TEXTO FORNECIDO:

------------------------------------

De Zeus comecemos, segundo os ditames de Áratos
– a vós, Musas, eu hoje não vou enfadar,
pois, se amo os meninos, se com meninos me deito,
têm algo a ver com isso as Musas helicônias?

A obsessão com a arkhé, “origem ou começo de todos as coisas”, marca o pensamento ocidental em seus primórdios; e de tal forma que, alguns séculos depois de o primeiro filósofo grego ter encontrado esse princípio na água, quando o erudito Áratos, nascido em Soles, na Cilícia, versifica – segundo velhas convenções da poesia didascálica – a astronomia e a meteorologia de sua época, a questão das origens volta a se impor naturalmente, pois àquele que vai falar de estrelas e planetas, de temporais e bom tempo, convém começar com o princípio celeste por excelência, o urânio Zeus, Senhor dos Relâmpagos: “ek Diós arkhómestha”, “De Zeus comecemos”, anuncia o poeta talentoso, elegante e claro, na trama das aberturas codificadas; e se a Musa Puerilis, escrita e ou compilada por Stráton de Sardes, parece inscrever-se, assim, na cumplicidade citacional de uma ortodoxia poética, o desembaraçado licenciamento das Musas, no verso seguinte,

a vós, Musas, eu hoje não vou enfadar

surpreende: de Homero aos menos ingênuos contemporâneos de Stráton de Sardes, sabiam todos os antigos que dessas sublimes mulheres provinha o sopro da divina inspiração: “Vinde, ó Graças delicadas; e vós, Musas de lindas tranças”: não é assim que Safo de Lesbos canta num de seus fragmentos, fazendo, da invocação, palavra poética que advém no seu anúncio – suspiro, súplica ou grito? Não são as Musas obrigatória presença, pouco importa se já num tempo de convenções textuais, na abertura de todo texto épico ou lírico, como lembra Sócrates no Fedro, num movimento discursivo do qual não está ausente, é verdade, a ironia?

------------------------------------

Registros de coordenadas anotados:
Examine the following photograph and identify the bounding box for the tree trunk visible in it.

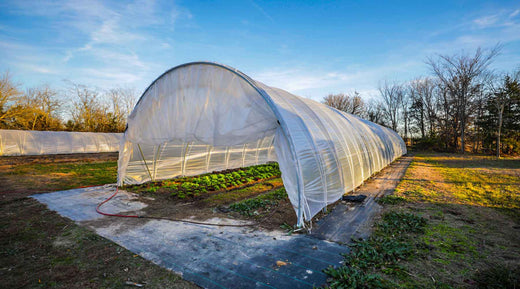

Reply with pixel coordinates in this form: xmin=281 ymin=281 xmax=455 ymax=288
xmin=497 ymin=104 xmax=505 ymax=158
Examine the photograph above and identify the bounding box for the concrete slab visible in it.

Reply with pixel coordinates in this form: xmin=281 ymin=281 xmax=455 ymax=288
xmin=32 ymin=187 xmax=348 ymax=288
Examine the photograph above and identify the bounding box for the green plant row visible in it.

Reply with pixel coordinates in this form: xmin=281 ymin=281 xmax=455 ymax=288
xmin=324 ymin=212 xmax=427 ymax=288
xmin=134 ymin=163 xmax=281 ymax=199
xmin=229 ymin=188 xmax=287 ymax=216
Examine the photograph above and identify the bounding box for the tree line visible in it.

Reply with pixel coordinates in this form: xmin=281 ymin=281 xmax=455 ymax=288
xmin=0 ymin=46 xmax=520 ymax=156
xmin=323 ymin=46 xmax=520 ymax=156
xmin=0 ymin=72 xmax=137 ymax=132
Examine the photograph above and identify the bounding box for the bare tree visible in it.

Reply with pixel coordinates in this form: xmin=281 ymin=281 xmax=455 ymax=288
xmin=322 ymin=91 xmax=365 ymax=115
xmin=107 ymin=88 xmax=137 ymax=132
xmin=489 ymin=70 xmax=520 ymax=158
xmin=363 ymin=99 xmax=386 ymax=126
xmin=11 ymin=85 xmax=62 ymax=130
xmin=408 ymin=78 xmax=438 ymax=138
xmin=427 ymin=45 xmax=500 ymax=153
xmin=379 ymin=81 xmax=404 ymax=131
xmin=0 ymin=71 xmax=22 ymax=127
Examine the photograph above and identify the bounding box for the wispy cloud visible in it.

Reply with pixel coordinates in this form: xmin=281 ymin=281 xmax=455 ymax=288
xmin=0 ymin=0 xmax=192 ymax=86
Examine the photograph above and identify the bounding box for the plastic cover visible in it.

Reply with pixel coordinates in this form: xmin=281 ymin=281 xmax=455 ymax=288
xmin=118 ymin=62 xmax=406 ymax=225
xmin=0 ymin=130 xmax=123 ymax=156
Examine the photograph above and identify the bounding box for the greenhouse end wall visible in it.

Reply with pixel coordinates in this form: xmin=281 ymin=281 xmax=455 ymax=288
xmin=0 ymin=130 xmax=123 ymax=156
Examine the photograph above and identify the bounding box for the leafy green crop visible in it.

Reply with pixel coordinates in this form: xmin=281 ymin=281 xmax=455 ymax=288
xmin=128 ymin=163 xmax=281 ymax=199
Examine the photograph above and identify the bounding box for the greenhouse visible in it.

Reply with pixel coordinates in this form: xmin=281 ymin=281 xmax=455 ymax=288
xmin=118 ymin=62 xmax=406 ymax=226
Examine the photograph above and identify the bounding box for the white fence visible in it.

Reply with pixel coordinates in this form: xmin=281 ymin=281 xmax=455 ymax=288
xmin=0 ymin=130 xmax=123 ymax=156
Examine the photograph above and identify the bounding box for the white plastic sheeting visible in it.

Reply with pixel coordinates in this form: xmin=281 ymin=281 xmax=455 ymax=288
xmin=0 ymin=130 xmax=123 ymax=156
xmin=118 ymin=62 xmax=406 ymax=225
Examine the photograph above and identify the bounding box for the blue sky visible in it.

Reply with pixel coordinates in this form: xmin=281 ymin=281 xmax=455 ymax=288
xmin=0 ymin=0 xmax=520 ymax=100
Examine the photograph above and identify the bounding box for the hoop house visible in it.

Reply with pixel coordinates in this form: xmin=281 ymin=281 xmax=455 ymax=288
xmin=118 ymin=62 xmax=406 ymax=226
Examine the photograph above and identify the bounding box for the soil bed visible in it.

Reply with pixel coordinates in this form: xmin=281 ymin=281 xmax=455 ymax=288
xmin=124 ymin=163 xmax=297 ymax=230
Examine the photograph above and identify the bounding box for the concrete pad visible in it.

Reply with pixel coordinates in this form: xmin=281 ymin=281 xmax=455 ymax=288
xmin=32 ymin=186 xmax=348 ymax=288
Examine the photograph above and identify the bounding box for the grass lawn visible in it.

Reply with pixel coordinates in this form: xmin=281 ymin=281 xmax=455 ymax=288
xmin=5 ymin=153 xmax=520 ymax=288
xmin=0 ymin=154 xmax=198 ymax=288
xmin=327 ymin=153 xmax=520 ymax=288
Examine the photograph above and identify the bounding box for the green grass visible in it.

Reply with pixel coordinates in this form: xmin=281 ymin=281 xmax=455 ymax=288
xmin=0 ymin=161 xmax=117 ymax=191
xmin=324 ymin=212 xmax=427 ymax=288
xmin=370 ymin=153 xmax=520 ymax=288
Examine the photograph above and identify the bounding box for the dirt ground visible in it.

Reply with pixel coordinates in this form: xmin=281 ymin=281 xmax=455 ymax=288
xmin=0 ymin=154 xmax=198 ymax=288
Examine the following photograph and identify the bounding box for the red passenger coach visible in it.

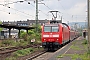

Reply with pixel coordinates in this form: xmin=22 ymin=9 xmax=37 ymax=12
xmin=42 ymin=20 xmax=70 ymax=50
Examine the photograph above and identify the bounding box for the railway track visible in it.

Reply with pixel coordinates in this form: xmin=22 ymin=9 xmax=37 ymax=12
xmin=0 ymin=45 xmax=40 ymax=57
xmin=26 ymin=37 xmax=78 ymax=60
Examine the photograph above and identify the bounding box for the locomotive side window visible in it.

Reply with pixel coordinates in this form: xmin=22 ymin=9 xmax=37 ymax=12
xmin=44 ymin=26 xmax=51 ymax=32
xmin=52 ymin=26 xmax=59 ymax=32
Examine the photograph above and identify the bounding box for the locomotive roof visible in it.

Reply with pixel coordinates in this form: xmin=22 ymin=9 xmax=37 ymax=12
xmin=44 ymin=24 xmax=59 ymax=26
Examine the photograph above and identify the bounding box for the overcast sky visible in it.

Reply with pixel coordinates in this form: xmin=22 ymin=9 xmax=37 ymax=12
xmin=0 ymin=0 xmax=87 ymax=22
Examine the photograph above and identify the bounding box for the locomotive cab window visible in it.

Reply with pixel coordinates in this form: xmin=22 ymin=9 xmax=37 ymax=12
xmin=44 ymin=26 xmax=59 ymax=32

------------------------------------

O QUE FAZER: Prossiga o ensaio sobre a invocação das Musas na Musa Puerilis a partir do ponto em que ele termina.

RESPOSTA:
Neste umbral, porém, às Musas o epigramatista se recusa a enfadar ou constranger; e é curioso notar o quanto, no contorcionismo sem dúvida sob muitos aspectos mundano desse verso, um começo absoluto se instaura, inscrito embora na segurança dos regimes da tópica antiga: estamos aqui na fronteira de um discurso radicalmente impermeável ao Feminino, quer esteja ele incarnado na potência da Musa sublime, quer se manifeste na própria epiderme, provocando em Stráton de Sardes um desgosto não sei se ali retórico, se aqui visceral.
***

Ora, não sei quem me pôs nas mãos (naquele momento eu já traduzira todos os epigramas do Livro XII da Palatina), os fragmentos de Safo de Lesbos, nos quais mergulhei imediatamente. Teria sido o Deus Acaso? A Musa da Ironia? Hécate, a potência das encruzilhadas?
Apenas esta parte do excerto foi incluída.